AVAILABLE DATA:
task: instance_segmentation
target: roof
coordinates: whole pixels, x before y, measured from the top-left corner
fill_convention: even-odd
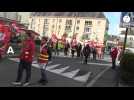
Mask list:
[[[32,12],[31,15],[106,18],[103,12]]]

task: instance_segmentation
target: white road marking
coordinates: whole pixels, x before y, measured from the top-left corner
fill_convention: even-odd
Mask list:
[[[80,81],[80,82],[87,82],[88,78],[90,77],[92,72],[88,72],[87,74],[83,75],[83,76],[77,76],[74,77],[74,80]]]
[[[9,60],[15,61],[15,62],[20,62],[19,58],[9,58]],[[51,64],[52,61],[48,62],[48,64]],[[32,64],[38,64],[37,60],[34,60]]]
[[[50,72],[53,72],[53,73],[60,74],[60,73],[64,72],[65,70],[67,70],[68,68],[69,68],[69,66],[66,66],[66,67],[64,67],[64,68],[55,69],[55,70],[49,69],[49,71],[50,71]]]
[[[79,71],[80,71],[80,69],[76,69],[71,72],[62,73],[62,76],[65,76],[68,78],[73,78]]]
[[[60,66],[61,64],[55,64],[55,65],[50,65],[50,66],[47,66],[46,70],[51,70],[53,68],[56,68],[57,66]]]
[[[20,62],[19,58],[9,58],[9,60],[15,61],[15,62]]]
[[[91,80],[89,82],[89,84],[87,84],[86,87],[92,87],[94,85],[94,83],[107,71],[109,70],[111,67],[107,67],[105,68],[102,72],[100,72],[95,78],[93,78],[93,80]]]

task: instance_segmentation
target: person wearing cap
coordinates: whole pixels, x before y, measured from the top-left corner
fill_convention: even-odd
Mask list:
[[[85,59],[84,59],[84,63],[87,64],[87,60],[88,60],[88,57],[89,57],[89,53],[90,53],[90,47],[88,44],[86,44],[86,46],[83,48],[83,54],[85,56]]]
[[[41,45],[40,45],[40,54],[38,57],[38,63],[40,66],[40,70],[41,70],[41,78],[38,81],[39,83],[42,83],[42,85],[45,85],[48,81],[47,81],[47,77],[46,77],[46,66],[48,64],[48,47],[47,47],[47,38],[46,37],[42,37],[41,40]]]
[[[21,49],[20,54],[20,62],[19,62],[19,68],[17,72],[17,79],[12,84],[14,85],[22,85],[22,75],[24,69],[26,70],[26,78],[23,86],[29,85],[30,79],[31,79],[31,66],[32,61],[35,53],[35,43],[33,41],[33,36],[30,33],[27,33],[25,35],[25,39],[23,41],[23,46]]]

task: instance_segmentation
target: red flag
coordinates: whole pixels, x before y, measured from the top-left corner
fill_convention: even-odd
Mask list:
[[[56,43],[57,40],[58,40],[57,36],[56,36],[54,33],[53,33],[52,36],[51,36],[51,40],[52,40],[52,42],[54,42],[54,43]]]
[[[11,22],[10,26],[13,29],[13,31],[15,31],[15,33],[21,32],[21,29],[20,29],[19,25],[16,23],[16,21]]]
[[[11,31],[10,31],[10,27],[9,26],[4,26],[4,34],[5,34],[4,41],[5,42],[9,42],[10,41],[10,37],[11,37]]]
[[[4,22],[0,21],[0,32],[4,32]]]

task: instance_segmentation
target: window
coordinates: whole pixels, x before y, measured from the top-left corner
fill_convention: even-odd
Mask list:
[[[32,19],[32,21],[31,21],[31,29],[33,28],[33,21],[34,21],[34,20]]]
[[[59,29],[61,29],[61,26],[59,25]]]
[[[65,30],[66,30],[66,31],[71,31],[71,26],[66,26],[66,27],[65,27]]]
[[[72,20],[66,20],[66,25],[72,25]]]
[[[98,21],[97,24],[100,25],[101,24],[101,21]]]
[[[52,28],[54,28],[54,25],[52,25]]]
[[[79,30],[79,26],[76,27],[76,30],[77,30],[77,31]]]
[[[130,41],[133,41],[133,38],[132,37],[130,37]]]
[[[61,23],[62,22],[62,19],[60,19],[59,22]]]
[[[80,20],[77,20],[77,24],[80,24]]]
[[[48,24],[48,19],[45,19],[45,20],[44,20],[44,23],[45,23],[45,24]]]
[[[91,28],[90,27],[85,27],[84,32],[85,33],[91,33]]]
[[[55,19],[53,19],[53,22],[55,22]]]
[[[92,21],[85,21],[85,26],[92,25]]]

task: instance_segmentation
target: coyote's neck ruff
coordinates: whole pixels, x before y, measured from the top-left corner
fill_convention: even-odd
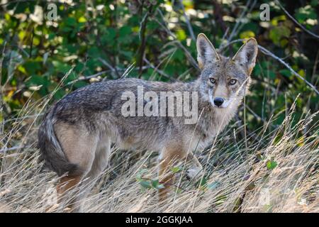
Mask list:
[[[190,160],[194,164],[187,172],[190,177],[201,171],[192,151],[198,145],[203,148],[211,143],[236,113],[250,82],[257,45],[249,39],[229,58],[220,56],[205,35],[200,34],[197,50],[201,74],[196,81],[121,79],[96,83],[67,95],[49,111],[39,129],[38,144],[46,165],[59,175],[66,175],[57,188],[61,197],[70,187],[88,184],[83,179],[93,180],[101,174],[112,143],[160,152],[160,181],[167,183],[160,191],[162,199],[172,183],[172,175],[164,175],[175,163],[172,162]],[[138,87],[142,87],[142,98]],[[191,94],[191,99],[184,94]],[[133,96],[130,100],[130,96]],[[166,104],[167,99],[177,102]],[[184,111],[181,113],[186,114],[169,115],[171,107],[171,114],[178,114],[181,108]],[[157,108],[160,115],[154,112]],[[189,113],[191,116],[187,116]],[[196,121],[185,123],[194,116]],[[85,193],[80,194],[74,202],[85,196]]]

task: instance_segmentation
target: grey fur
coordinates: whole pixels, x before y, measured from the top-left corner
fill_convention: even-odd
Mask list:
[[[160,160],[163,155],[168,159],[193,157],[191,152],[198,144],[205,148],[225,128],[250,86],[257,45],[254,39],[247,43],[232,59],[219,56],[200,34],[197,46],[202,72],[191,82],[120,79],[90,84],[67,95],[51,108],[39,129],[38,144],[45,165],[59,175],[96,177],[107,164],[111,143],[122,148],[158,150]],[[237,83],[230,84],[231,79]],[[160,99],[160,92],[196,92],[198,122],[185,124],[188,117],[184,116],[123,116],[121,108],[126,101],[121,99],[122,94],[130,91],[137,97],[138,86],[142,86],[145,92],[156,92]],[[215,106],[212,99],[216,96],[225,99],[227,106]],[[79,139],[72,138],[78,136]],[[87,141],[84,148],[74,145],[82,138]],[[78,150],[81,149],[84,150]],[[200,170],[199,162],[191,159]]]

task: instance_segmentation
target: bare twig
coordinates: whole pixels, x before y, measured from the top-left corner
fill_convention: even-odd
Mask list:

THE REQUEST:
Change "whole pixels" to "integer pixels" wherever it appears in the rows above and give every row again with nothing else altered. Leave the pictures out of your answer.

THE COMPLETED TASK:
task: instance_segmentation
target: roof
coordinates: integer pixels, x before y, measured from the top-left corner
fill_convention: even-odd
Mask list:
[[[32,12],[31,15],[106,18],[103,12]]]

task: instance_segmentation
target: white road marking
coordinates: integer pixels, x before y, measured from the top-left corner
fill_convention: even-odd
Mask list:
[[[80,81],[80,82],[87,82],[88,78],[90,77],[92,72],[88,72],[87,74],[83,75],[83,76],[77,76],[74,77],[74,80]]]
[[[9,60],[15,61],[15,62],[20,62],[19,58],[9,58]],[[51,64],[52,61],[48,62],[48,64]],[[32,64],[38,64],[37,60],[34,60]]]
[[[50,72],[53,72],[53,73],[60,74],[60,73],[64,72],[65,70],[67,70],[68,68],[69,68],[69,66],[66,66],[66,67],[64,67],[64,68],[55,69],[55,70],[49,69],[49,71],[50,71]]]
[[[79,71],[80,71],[80,69],[76,69],[71,72],[62,73],[62,76],[65,76],[68,78],[73,78]]]
[[[60,66],[61,64],[55,64],[55,65],[50,65],[50,66],[47,66],[46,70],[51,70],[53,68],[56,68],[57,66]]]
[[[20,62],[19,58],[9,58],[9,60],[15,61],[15,62]]]
[[[91,80],[89,82],[89,84],[87,84],[86,87],[92,87],[94,85],[94,83],[107,71],[109,70],[111,67],[107,67],[105,68],[102,72],[100,72],[95,78],[93,78],[93,80]]]

task: instance_segmentation
target: person wearing cap
coordinates: integer pixels, x before y, measured from the top-left corner
fill_convention: even-odd
Mask list:
[[[85,59],[84,59],[84,63],[87,64],[87,60],[88,60],[88,57],[89,57],[89,53],[90,53],[90,47],[88,44],[86,44],[86,46],[83,48],[83,54],[85,56]]]
[[[41,45],[40,45],[40,54],[38,57],[38,63],[40,66],[40,70],[41,70],[41,78],[38,81],[39,83],[42,83],[42,85],[45,85],[48,81],[47,81],[47,77],[46,77],[46,66],[48,64],[48,47],[47,47],[47,38],[46,37],[42,37],[41,40]]]
[[[21,49],[20,54],[20,62],[19,62],[19,68],[17,72],[17,79],[12,84],[14,85],[22,85],[22,75],[24,69],[26,70],[26,78],[23,86],[29,85],[30,79],[31,79],[31,66],[32,61],[35,53],[35,43],[33,41],[33,36],[30,33],[27,33],[25,35],[25,39],[23,41],[23,46]]]

task: instance_segmentation
target: red flag
coordinates: integer pixels, x before y, measured from the top-left corner
fill_convention: even-odd
Mask list:
[[[56,43],[57,40],[58,40],[57,36],[56,36],[54,33],[53,33],[52,36],[51,36],[51,40],[52,40],[52,42],[54,42],[54,43]]]
[[[11,22],[10,26],[13,29],[13,31],[15,31],[15,33],[21,32],[21,29],[20,29],[19,25],[16,23],[16,21]]]
[[[11,31],[10,31],[10,27],[9,26],[4,26],[4,34],[5,34],[4,41],[5,42],[9,42],[10,41],[10,37],[11,37]]]
[[[4,22],[0,21],[0,32],[4,32]]]

task: instance_segmentation
target: window
coordinates: integer pixels, x before y, measured from the top-left corner
fill_convention: even-odd
Mask list:
[[[32,19],[32,21],[31,21],[31,29],[33,28],[33,21],[34,21],[34,20]]]
[[[59,29],[61,29],[61,26],[59,25]]]
[[[65,30],[66,30],[66,31],[71,31],[71,26],[66,26],[66,27],[65,27]]]
[[[72,20],[66,20],[66,25],[72,25]]]
[[[98,21],[97,24],[100,25],[101,24],[101,21]]]
[[[52,28],[54,28],[54,25],[52,25]]]
[[[79,30],[79,26],[76,27],[76,30],[77,30],[77,31]]]
[[[130,41],[133,41],[133,38],[132,37],[130,37]]]
[[[61,23],[62,22],[62,19],[60,19],[59,22]]]
[[[80,20],[77,20],[77,24],[80,24]]]
[[[48,24],[48,19],[45,19],[45,20],[44,20],[44,23],[45,23],[45,24]]]
[[[91,28],[90,27],[85,27],[84,32],[85,33],[91,33]]]
[[[55,19],[53,19],[53,22],[55,22]]]
[[[92,21],[85,21],[85,26],[92,25]]]

task: instance_segmentation
target: coyote's neck ruff
coordinates: integer pixels, x before y, measured from the top-left corner
fill_convention: even-odd
Mask list:
[[[190,160],[194,164],[187,172],[190,177],[201,171],[192,151],[198,145],[203,148],[211,143],[236,113],[250,82],[257,45],[249,39],[229,58],[220,56],[205,35],[200,34],[197,50],[201,74],[196,81],[121,79],[96,83],[67,95],[49,111],[39,129],[38,144],[46,165],[59,175],[66,175],[57,188],[61,197],[70,187],[88,184],[83,179],[93,180],[101,174],[112,143],[160,152],[160,181],[167,183],[160,191],[162,199],[172,183],[172,175],[164,175],[175,163],[172,162]],[[138,87],[142,87],[142,98]],[[191,94],[191,99],[184,94]],[[133,96],[130,100],[130,96]],[[166,104],[167,99],[177,102]],[[184,111],[181,113],[186,114],[169,115],[171,107],[171,114],[178,114],[181,108]],[[157,108],[160,115],[154,112]],[[189,113],[191,116],[187,116]],[[196,121],[185,123],[194,116]],[[85,193],[80,194],[74,202],[85,196]]]

task: instance_segmentation
target: grey fur
coordinates: integer pixels, x before y, measured from the top-left corner
fill_convention: even-odd
Mask list:
[[[160,160],[163,155],[168,159],[193,157],[191,152],[198,144],[205,148],[225,128],[250,86],[257,45],[254,39],[247,43],[232,59],[219,56],[200,34],[197,46],[202,72],[191,82],[120,79],[90,84],[67,95],[51,108],[39,129],[38,144],[45,165],[59,175],[96,177],[107,164],[111,143],[122,148],[158,150]],[[237,83],[230,84],[231,79]],[[160,99],[160,92],[196,92],[198,122],[185,124],[188,117],[184,116],[123,116],[121,108],[126,101],[121,99],[122,94],[130,91],[137,97],[138,86],[142,86],[145,92],[156,92]],[[215,106],[212,99],[216,96],[225,99],[227,106]],[[79,139],[72,138],[78,136]],[[87,141],[84,148],[74,145],[82,138]],[[78,150],[81,149],[84,150]],[[200,170],[199,162],[191,159]]]

task: instance_segmentation
target: bare twig
coordinates: integer pixels, x before y, measured from the top-left corner
fill_convention: even-odd
Mask list:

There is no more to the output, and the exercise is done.